§ **Task set**
**A.** In the forum thread about laser therapy for arthritis in dogs, how long did Snorkels sleep after coming home from her treatment?
**B.** Write the next part of the forum thread about laser therapy for arthritis in dogs, starting after its final post.

Provided passage Start Marker

# The bad part about laser therapy for arthritis in dogs



## xellil

Snorkels was feeling a little puny and i decided it might be because her new laser therapy treatment was too strong. In the end, I think it was because of the antibiotics and Fortiflora I gave her last month.

So I decided to try skipping a week of therapy. She normally gets them on Friday. On Saturday and Sunday, she felt great so I probably let her overdo. when she goes out into the pasture she is on high speed the whole time, no walking, and we did that both days.

Sunday afternoon she peed in her sleep. She started walking around with her tail between her legs. She quit barking for meals, and we would find her just zonked out in weird places, like right in the middle of the hallway. she would eat but she wasn't going nuts about it like she usually is. Once, I had her in my lap and set her on the floor and she just passed out right there without moving.

Being dense, I still wasn't thinking that she might be in pain. I took in a urine sample on Tuesday morning. Tuesday afternoon, I thought I might need to go to the ER with her. She wasn't moving around at all. We were carrying her out to pee. 

then it finally dawned on me Tuesday night she was acting like she was in pain. all the sleeping had fooled me, I guess, into thinking it was something else going on. 

So yesterday morning I took her in for a laser therapy treatment. she came home and slept for four hours. When she woke up, she woke up running. And barking, and wanting to go for a run outside. This morning, she was up bright and early at 7am ready for breakfast. She seems 100 percent back to normal.

the bad part is I didn't realize the effects of the laser therapy would go away so fast. It makes me a little nervous for her to have to rely so totally on someone else's machine working every week. And on me being able to pay for it. Without it, she is apparently in dire straits pretty quickly.

And on a side note, having Parker makes me see how a normal dachshund poops. He goes outside and it takes about five seconds to poop. I realize that even though Snorkels is not as bad as before, she is a long way away from having a normal bowel movement.


----------



## DaneMama

My Emmy is the same way with acupuncture/aquapuncture treatments...although I spread them out to 1-2 times per month depending on her pain level. 

Honestly feel great about using laser therapy for her because it doesn't do any harm to her body like drugs do.


----------



## xellil

DaneMama said:


> My Emmy is the same way with acupuncture/aquapuncture treatments...although I spread them out to 1-2 times per month depending on her pain level.
> 
> Honestly feel great about using laser therapy for her because it doesn't do any harm to her body like drugs do.


Oh I definitely do. Do you know if laser therapy ever loses its effectiveness? I can't seem to find any long term studies.

i was just amazed at how quickly she went downhill without it. Pretty much totally nonfunctional in three days. Of course, I normally only let her exercise every other day so that might have accelerated it.


----------



## DaneMama

It's completely depends on the patient. I think that some cases, therapies like this do lose effectiveness. It's clear that Snorkles definitely still benefits from it now...will it always work for her? No guarantee but focus on the fact that it does work for her!

Provided passage End Marker
Study material Start Marker

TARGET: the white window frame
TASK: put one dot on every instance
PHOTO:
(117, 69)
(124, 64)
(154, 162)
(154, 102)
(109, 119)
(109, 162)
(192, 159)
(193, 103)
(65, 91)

Study material End Marker

§ **Exercise results**
**A.** Four hours.

**B.**
----------



## MollyWoppy

Do you mind if I ask how much it cost's for the laser treatment xellil? My friends old pug has suddenly started just lying around and sleeping, his tail is uncurled and down. My friend asked me what I think is wrong and I've been telling her that I think he is in pain. So, going by what you've said, it's probably right. His lower back is sort of fused up or something. 
I've read what you've said before about the laser treatment and how great it is, but her vet is telling her he needs to go on steroids. I just want to give her some other options than those drugs.
I'm glad to hear it works so well on Snorkles, man, it sounds like she's just a different dog on it.


----------



## xellil

MollyWoppy said:


> Do you mind if I ask how much it cost's for the laser treatment xellil? My friends old pug has suddenly started just lying around and sleeping, his tail is uncurled and down. My friend asked me what I think is wrong and I've been telling her that I think he is in pain. So, going by what you've said, it's probably right. His lower back is sort of fused up or something.
> I've read what you've said before about the laser treatment and how great it is, but her vet is telling her he needs to go on steroids. I just want to give her some other options than those drugs.
> I'm glad to hear it works so well on Snorkles, man, it sounds like she's just a different dog on it.


It does sound like what Snorkels does. I should have recognized it - but it's been a long time since she's done that. It's amazing how it just drains them of everything, being in constant pain.

In Indiana, it was $20 a session. Here, I found it from $30 to $40. My vet was charging $40 but I talked him into $30 since we go every week. Things are alot higher in Texas than in Indiana as far as vets go.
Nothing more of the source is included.